INPUT DATA:

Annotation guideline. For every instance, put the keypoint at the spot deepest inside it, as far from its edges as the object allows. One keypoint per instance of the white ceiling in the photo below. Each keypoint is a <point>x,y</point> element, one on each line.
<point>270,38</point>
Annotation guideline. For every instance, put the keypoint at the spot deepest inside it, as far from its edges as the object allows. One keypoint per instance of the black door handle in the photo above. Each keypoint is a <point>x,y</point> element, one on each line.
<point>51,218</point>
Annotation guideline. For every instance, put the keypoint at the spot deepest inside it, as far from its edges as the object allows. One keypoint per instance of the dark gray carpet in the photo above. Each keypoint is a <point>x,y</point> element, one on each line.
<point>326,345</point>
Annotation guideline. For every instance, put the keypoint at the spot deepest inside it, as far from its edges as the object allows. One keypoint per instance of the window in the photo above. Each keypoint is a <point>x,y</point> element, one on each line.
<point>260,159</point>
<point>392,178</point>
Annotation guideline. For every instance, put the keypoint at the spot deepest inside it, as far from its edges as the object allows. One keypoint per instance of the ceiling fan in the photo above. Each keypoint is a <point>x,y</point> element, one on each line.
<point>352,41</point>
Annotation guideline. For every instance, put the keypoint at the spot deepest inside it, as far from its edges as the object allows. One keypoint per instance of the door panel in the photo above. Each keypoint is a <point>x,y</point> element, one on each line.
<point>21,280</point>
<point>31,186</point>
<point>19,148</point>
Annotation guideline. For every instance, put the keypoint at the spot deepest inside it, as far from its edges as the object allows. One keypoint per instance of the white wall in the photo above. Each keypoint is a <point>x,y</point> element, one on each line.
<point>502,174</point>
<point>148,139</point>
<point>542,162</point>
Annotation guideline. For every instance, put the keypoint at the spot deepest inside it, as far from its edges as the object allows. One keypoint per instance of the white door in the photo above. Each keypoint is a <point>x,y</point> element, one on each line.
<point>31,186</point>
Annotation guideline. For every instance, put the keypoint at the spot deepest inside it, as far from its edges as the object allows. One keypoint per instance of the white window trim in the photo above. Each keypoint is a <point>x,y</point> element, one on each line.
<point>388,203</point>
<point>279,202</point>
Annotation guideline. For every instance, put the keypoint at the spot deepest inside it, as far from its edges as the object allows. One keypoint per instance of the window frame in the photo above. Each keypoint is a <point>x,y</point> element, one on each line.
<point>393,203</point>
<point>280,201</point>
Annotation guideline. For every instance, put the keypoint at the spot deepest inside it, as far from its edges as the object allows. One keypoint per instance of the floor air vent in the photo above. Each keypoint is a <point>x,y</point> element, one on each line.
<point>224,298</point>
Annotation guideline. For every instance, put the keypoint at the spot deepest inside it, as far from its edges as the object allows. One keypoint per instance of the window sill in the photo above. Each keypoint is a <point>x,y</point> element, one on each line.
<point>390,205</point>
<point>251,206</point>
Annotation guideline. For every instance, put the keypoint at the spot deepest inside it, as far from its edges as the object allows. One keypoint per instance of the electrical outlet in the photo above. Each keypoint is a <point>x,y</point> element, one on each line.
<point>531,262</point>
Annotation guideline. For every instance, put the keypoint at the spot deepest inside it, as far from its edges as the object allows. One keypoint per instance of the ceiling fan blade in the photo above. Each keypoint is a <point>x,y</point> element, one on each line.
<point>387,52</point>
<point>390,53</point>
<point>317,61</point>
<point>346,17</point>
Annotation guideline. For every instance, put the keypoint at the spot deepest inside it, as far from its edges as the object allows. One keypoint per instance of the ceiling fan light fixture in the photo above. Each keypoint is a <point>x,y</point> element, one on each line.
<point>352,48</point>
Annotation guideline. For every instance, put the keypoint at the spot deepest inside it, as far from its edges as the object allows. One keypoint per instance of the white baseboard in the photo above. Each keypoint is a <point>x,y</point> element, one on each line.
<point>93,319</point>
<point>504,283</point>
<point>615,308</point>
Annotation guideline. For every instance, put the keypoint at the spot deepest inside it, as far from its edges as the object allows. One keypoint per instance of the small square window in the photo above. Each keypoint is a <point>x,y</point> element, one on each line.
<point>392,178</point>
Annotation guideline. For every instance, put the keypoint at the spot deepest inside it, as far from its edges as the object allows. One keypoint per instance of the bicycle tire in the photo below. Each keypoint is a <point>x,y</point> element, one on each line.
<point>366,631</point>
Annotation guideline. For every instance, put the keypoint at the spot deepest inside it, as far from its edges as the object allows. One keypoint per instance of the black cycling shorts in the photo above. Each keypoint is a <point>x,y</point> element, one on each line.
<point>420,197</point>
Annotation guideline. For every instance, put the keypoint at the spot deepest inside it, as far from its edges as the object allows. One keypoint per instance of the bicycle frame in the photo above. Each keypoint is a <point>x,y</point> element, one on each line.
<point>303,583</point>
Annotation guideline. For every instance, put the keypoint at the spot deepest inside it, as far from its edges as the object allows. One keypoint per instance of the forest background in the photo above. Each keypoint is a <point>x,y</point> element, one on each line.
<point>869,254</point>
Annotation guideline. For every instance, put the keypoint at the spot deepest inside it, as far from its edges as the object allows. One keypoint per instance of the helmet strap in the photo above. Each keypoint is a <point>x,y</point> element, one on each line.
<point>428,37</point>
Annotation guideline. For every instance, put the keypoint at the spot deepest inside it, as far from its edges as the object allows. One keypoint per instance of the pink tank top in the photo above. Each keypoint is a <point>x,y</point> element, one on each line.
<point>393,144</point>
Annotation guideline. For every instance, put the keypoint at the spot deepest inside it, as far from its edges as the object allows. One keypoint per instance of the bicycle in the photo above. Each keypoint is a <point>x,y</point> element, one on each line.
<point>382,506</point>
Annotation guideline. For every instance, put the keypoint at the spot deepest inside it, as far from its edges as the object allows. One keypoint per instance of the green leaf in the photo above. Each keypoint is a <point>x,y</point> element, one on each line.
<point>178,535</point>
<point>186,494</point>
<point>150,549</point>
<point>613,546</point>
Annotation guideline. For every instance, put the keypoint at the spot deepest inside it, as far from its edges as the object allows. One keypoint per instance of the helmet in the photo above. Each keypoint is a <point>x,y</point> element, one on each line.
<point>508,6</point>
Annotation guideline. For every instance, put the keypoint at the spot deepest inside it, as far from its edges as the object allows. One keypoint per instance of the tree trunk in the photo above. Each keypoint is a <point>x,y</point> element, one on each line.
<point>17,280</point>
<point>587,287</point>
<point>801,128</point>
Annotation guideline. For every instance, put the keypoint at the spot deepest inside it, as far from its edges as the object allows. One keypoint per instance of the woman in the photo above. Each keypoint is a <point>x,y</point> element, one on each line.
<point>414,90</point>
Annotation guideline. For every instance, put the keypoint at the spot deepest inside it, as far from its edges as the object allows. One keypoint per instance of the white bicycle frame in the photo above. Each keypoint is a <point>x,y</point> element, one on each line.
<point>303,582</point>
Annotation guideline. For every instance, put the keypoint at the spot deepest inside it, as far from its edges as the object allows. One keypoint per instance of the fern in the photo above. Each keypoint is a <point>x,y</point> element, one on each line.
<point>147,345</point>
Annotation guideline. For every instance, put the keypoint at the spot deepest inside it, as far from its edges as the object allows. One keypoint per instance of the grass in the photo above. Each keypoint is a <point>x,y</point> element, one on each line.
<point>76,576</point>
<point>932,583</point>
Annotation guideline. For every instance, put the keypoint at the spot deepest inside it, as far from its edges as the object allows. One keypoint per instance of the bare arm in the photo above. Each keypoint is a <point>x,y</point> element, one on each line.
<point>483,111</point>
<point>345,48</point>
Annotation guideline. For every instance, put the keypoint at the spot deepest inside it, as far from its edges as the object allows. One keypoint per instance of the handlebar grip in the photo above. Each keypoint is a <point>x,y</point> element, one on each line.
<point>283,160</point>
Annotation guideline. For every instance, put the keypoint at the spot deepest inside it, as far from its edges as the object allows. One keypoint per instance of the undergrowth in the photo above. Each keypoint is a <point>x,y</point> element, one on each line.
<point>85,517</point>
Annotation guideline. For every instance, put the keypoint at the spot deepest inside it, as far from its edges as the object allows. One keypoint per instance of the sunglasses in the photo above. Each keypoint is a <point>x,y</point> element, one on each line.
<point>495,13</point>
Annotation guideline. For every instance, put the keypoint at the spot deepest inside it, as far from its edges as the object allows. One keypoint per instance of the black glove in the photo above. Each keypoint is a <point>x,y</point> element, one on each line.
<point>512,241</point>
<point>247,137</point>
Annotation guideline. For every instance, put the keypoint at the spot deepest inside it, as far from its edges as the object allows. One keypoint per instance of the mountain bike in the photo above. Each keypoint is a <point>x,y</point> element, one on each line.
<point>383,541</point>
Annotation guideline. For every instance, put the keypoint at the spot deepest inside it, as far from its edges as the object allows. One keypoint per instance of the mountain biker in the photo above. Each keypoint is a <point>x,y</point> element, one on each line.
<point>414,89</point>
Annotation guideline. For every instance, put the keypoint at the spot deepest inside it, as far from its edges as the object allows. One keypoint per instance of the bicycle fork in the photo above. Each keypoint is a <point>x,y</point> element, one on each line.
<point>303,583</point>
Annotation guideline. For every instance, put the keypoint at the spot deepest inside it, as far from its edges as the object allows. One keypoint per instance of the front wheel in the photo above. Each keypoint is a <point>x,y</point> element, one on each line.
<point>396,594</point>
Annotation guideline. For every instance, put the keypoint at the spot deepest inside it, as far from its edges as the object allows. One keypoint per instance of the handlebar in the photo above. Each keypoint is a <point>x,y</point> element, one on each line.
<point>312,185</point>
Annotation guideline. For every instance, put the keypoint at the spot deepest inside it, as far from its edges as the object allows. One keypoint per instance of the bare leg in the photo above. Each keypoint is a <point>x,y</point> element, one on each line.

WHAT THE TASK ASKS:
Give back, word for word, the lines of the records that run from the one holding "the mountain biker" to the very last.

TASK RESPONSE:
Annotation guideline. For every instance, put the keypoint at the spot deepest inside it, as far from its edges as the object allows. One keypoint per instance of the mountain biker in the photo above. Each keypoint is a <point>x,y</point> element, one on each line.
<point>414,89</point>
Annotation guideline. For every instance, put the keypoint at the spot deepest inside it, as far from its edges as the object allows. One keypoint per instance of the bicycle fork in the photo above. Each keypoint is a <point>x,y</point> element, one on each line.
<point>303,583</point>
Annotation guideline. For every instance, put the keypoint at the spot deepest inside it, as far from its edges as the object allows. One keypoint per instance of the front wheel in the photo above. Each keypoint is a <point>x,y</point> element, one on each line.
<point>396,594</point>
Annotation guideline. For every instance, put the keypoint at the spot deepest inside it, as far from its edges as the object allows. One keypoint per instance of the handlebar in the photo above. Each keypoint is a <point>x,y</point> element, one on each line.
<point>312,185</point>
Annotation guideline. For every instance, put the keypoint at the spot deepest inside it, as far from its edges as the object allows. One keypoint per instance of the bare leg in the photo above. Each keypoint is a <point>x,y</point> element, one on each line.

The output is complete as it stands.